(Input):
• • • • •
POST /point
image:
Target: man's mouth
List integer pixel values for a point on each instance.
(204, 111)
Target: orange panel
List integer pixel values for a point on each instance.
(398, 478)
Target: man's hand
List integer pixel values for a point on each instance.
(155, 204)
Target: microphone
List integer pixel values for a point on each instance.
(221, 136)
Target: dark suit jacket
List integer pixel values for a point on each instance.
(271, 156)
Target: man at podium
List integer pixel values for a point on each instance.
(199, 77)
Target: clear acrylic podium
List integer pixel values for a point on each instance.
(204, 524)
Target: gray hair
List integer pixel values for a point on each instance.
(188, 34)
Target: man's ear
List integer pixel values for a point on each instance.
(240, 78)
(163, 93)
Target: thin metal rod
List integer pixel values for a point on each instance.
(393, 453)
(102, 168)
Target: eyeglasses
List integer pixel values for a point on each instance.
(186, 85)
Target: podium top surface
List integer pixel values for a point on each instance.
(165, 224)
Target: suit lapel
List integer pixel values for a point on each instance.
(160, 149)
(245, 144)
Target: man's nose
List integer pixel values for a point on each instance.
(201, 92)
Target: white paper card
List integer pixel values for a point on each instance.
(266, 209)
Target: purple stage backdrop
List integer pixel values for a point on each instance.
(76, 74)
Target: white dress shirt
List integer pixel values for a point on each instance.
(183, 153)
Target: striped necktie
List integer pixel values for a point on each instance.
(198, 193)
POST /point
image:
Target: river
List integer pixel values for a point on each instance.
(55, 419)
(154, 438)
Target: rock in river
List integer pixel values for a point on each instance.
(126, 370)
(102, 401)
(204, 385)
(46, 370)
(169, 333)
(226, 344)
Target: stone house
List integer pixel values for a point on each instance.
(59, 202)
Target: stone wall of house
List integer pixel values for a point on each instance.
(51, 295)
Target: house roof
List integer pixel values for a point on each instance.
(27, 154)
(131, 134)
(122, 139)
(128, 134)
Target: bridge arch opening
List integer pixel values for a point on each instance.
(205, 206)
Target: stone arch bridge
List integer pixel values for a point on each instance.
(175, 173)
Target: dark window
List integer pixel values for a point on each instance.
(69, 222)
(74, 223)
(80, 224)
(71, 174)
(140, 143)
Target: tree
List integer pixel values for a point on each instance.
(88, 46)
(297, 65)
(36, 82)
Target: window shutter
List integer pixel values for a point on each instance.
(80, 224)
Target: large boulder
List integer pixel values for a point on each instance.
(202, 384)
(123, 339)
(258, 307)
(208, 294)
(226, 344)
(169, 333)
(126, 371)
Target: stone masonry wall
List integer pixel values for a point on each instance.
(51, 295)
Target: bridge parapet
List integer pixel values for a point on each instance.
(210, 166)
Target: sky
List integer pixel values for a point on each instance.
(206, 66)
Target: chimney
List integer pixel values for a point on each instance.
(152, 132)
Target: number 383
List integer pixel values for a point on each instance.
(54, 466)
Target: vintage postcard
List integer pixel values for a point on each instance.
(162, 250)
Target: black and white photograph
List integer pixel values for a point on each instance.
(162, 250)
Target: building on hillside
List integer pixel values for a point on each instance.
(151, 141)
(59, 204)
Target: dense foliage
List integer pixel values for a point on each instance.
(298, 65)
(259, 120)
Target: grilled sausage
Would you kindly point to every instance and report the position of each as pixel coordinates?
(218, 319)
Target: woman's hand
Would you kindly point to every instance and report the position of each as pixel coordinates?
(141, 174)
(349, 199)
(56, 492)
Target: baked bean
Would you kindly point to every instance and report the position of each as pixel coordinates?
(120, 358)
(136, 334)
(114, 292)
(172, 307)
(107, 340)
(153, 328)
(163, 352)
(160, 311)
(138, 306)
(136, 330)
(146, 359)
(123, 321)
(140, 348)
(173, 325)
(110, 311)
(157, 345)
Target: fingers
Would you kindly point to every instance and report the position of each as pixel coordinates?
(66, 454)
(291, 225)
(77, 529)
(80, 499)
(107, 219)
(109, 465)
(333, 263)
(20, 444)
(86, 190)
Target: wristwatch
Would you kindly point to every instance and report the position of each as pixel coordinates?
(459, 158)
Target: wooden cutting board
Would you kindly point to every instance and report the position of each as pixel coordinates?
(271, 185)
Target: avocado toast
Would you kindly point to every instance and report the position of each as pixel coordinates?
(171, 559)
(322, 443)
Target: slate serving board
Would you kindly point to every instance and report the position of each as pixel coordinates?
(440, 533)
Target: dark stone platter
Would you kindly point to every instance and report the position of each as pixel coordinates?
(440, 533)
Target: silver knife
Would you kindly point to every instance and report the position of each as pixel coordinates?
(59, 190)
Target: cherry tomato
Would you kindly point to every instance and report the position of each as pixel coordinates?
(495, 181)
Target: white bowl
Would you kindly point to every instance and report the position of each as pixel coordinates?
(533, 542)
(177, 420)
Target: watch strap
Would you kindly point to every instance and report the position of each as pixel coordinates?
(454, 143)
• • • • •
(Instructions to follow): The full set of entries should be copied out exactly as given.

(Task answer):
POST /point
image:
Target: man's mouth
List integer pixel values for a point on each instance.
(204, 111)
Target: orange panel
List integer pixel values for a point on each instance.
(398, 478)
Target: man's hand
List integer pixel values for a point on each instance.
(155, 204)
Target: microphone
List integer pixel values for a point on each instance.
(221, 136)
Target: dark suit jacket
List integer pixel values for a point on each instance.
(271, 156)
Target: man at podium
List integer pixel values for a point on each instance.
(199, 77)
Target: clear acrylic podium
List integer pixel values for a point on each instance.
(204, 524)
Target: gray hair
List integer pixel values for a point on each instance.
(188, 34)
Target: man's ear
List integer pixel values for a point on each instance.
(240, 78)
(163, 93)
Target: thin metal rod
List integer pixel values for a point on each instance.
(393, 453)
(102, 168)
Target: eyeglasses
List integer pixel values for a point on each instance.
(186, 85)
Target: podium top surface
List integer pixel values for a point on each instance.
(165, 224)
Target: suit lapel
List integer pixel values for a point on each instance.
(160, 149)
(245, 144)
Target: man's nose
List integer pixel values for a point on each instance.
(201, 92)
Target: white paper card
List integer pixel values for a point on each instance.
(266, 209)
Target: purple stage backdrop
List integer pixel values for a point on each instance.
(76, 74)
Target: white dress shirt
List integer pixel values for a point on each instance.
(183, 153)
Target: striped necktie
List integer pixel values for a point on each instance.
(198, 193)
POST /point
image:
Target: river
List integer pixel values for a point on each instance.
(55, 419)
(154, 438)
Target: rock in river
List integer pixel values for a point on each instance.
(126, 370)
(102, 401)
(204, 385)
(46, 370)
(169, 333)
(226, 344)
Target: stone house
List integer pixel values for a point on each instance.
(59, 202)
Target: stone wall of house
List integer pixel values for a point on each instance.
(51, 295)
Target: house roof
List integer pixel values for a point on each instance.
(27, 154)
(131, 134)
(122, 139)
(128, 134)
Target: bridge arch opening
List integer pixel values for a point on each instance.
(205, 206)
Target: stone arch bridge
List integer pixel values for a point on each instance.
(175, 173)
Target: dark window
List integer pixel values for a point on each instance.
(69, 222)
(74, 223)
(80, 224)
(71, 174)
(140, 143)
Target: tree
List integer pixel values for a point on each instance.
(88, 46)
(297, 65)
(36, 82)
Target: window shutter
List integer pixel values for a point on each instance.
(80, 224)
Target: large boulder
List integer pixel values for a point on each instance.
(202, 384)
(123, 339)
(258, 307)
(208, 294)
(226, 344)
(169, 333)
(126, 371)
Target: stone masonry wall
List integer pixel values for a point on each instance.
(51, 295)
Target: bridge parapet
List integer pixel values for a point on each instance.
(210, 166)
Target: sky
List integer pixel values for a point on each instance.
(206, 66)
Target: chimney
List integer pixel values for a point on each instance.
(152, 132)
Target: number 383
List integer pixel values for a point on each instance.
(54, 466)
Target: vintage postcard
List integer pixel values for a point on each instance.
(162, 250)
Target: black and white photograph
List integer pixel values for a point on each instance.
(162, 250)
Target: building on hillside
List integer pixel values for a point on each instance.
(151, 141)
(59, 204)
Target: dense foliage
List integer pixel values for a point on each instance.
(298, 65)
(259, 120)
Target: grilled sausage
Would you kindly point to every instance and report the position of each as pixel coordinates?
(218, 319)
Target: woman's hand
Would you kindly point to every instance and report the position of each as pixel coordinates?
(141, 174)
(349, 199)
(56, 492)
Target: baked bean
Would you kindly point to every instance and report the position of each as pixel coordinates?
(120, 358)
(136, 334)
(114, 292)
(172, 307)
(107, 340)
(153, 328)
(163, 352)
(160, 311)
(138, 306)
(136, 330)
(146, 359)
(123, 321)
(140, 348)
(173, 325)
(110, 311)
(157, 345)
Target: fingers
Would you kindly point to every instance and report the position of each as pixel coordinates?
(66, 454)
(291, 225)
(77, 529)
(80, 499)
(107, 219)
(109, 465)
(333, 263)
(20, 444)
(86, 190)
Target: wristwatch
Would you kindly point to every instance and report the position of each as pixel coordinates?
(459, 158)
Target: wooden cutting board
Would you kindly point to every instance and report the position of each as pixel coordinates?
(271, 185)
Target: avocado toast
Would you kindly point to every instance and report the position of each as pixel coordinates?
(171, 559)
(322, 443)
Target: slate serving board
Would you kindly point to every instance and report the position of each as pixel coordinates?
(440, 533)
Target: dark stone platter
Would you kindly point to every instance and report the position of each as pixel coordinates?
(440, 533)
Target: silver knife
Would you kindly point to every instance and report the position of each as pixel coordinates?
(59, 190)
Target: cherry tomato
Would you kindly point to every instance and report the position of each as pixel coordinates?
(495, 181)
Target: white bowl
Would you kindly point to every instance and report the position of each as pixel coordinates?
(533, 542)
(177, 420)
Target: watch strap
Would you kindly point to every instance and report the position of each as pixel coordinates?
(454, 143)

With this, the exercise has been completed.